Task objective –
Answer these from the Launch HN thread about Voker:
1. Which tool does akslp2080 ask Voker to be compared with?
2. What does alrudolph name as the core evaluation target for whether an agent is working?
3. Who does ttpost say Voker is built for?

Text provided –

Launch HN: Voker (YC S24) – Analytics for AI Agents

(voker.ai)

20 points | by ttpost an hour ago ago

8 comments

Damianf19 28 minutes ago

What's the data model that lets you compare agents that differ a lot in tools/policies? Curious if you normalize on the "what did the user actually accomplish" layer or on raw token/turn metrics, because the two paint completely different pictures of "is this agent working." We struggle with this on the eval side of our own product (email pipeline outcomes, not agents, but same shape).

[-]

alrudolph 2 minutes ago

For the agent working, we're focusing on the user outcome, we think that the raw usage, number of turns, function calls are useful operationally but think of those as more observability than the core evaluation target. We do show some of these stats in our conversation view but don't aggregate to compare agents. Longer term we will look to add in more of these features so we can compare quality vs cost, for example

akslp2080 an hour ago

How is it different than Langfuse? sorry if I am off the track but Langfuse also provides some detailed tracing of agentic behavior and decisions.

[-]

ttpost 40 minutes ago

We get this question a lot! We work hand-in-hand with obs tools like Langfuse. Langfuse is great for debugging technical issues on individual traces like timing conditions that resulted in failed API calls.

Voker focuses on product, business and user outcomes - like what intents did the user bring to your agent that you might not expect. We're built for the whole product team, whereas Langfuse focuses on engineers specifically.

One way to think about it would be: a PM notices in Voker that a new intent category is coming up frequently and the agent isn't handling it well. The PM can dig into the data with visualizations or our conversation reconstructions. Once they confirm its a real issue worth addressing, they can link their investigation to the AI engineer - who can use Voker AND Langfuse to debug and implement a fix/improvement.

Source data –
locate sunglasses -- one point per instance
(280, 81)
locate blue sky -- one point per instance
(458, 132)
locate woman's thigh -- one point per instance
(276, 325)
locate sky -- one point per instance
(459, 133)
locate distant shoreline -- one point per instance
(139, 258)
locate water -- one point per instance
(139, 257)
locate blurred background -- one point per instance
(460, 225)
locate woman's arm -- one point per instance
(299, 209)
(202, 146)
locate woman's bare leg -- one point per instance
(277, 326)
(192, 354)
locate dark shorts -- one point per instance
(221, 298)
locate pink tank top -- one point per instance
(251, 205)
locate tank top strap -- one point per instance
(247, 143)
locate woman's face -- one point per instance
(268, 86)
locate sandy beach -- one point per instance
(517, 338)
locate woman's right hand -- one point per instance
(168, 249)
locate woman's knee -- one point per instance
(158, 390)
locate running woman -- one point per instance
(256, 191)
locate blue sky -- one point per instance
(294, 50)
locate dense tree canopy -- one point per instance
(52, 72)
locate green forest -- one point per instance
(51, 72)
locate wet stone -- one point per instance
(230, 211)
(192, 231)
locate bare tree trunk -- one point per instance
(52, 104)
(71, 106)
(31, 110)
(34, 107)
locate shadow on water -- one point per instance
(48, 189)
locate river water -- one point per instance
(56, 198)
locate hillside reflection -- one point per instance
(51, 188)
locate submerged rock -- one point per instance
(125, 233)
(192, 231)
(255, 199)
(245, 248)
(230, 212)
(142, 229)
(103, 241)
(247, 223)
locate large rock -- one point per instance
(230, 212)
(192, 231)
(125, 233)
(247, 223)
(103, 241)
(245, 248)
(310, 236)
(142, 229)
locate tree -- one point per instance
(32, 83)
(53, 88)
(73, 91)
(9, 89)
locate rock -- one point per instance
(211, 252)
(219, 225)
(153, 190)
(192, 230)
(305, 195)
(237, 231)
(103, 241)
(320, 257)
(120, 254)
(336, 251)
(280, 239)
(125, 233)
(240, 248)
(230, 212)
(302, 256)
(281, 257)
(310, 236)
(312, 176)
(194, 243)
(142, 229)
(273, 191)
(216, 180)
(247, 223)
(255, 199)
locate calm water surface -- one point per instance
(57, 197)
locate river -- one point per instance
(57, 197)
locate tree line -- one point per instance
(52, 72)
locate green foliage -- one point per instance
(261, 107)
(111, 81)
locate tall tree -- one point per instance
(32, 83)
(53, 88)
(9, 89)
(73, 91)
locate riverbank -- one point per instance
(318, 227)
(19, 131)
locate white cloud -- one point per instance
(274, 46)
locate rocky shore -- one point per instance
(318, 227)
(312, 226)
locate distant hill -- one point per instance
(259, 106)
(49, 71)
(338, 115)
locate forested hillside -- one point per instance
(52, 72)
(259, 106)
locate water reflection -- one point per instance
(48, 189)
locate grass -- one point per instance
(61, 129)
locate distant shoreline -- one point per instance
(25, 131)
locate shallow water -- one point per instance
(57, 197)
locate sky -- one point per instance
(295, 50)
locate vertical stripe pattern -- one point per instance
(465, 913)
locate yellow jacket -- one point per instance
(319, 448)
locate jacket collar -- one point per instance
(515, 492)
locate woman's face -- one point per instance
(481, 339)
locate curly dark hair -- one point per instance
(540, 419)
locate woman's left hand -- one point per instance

Answer box –
1. Langfuse.
2. The user outcome.
3. The whole product team.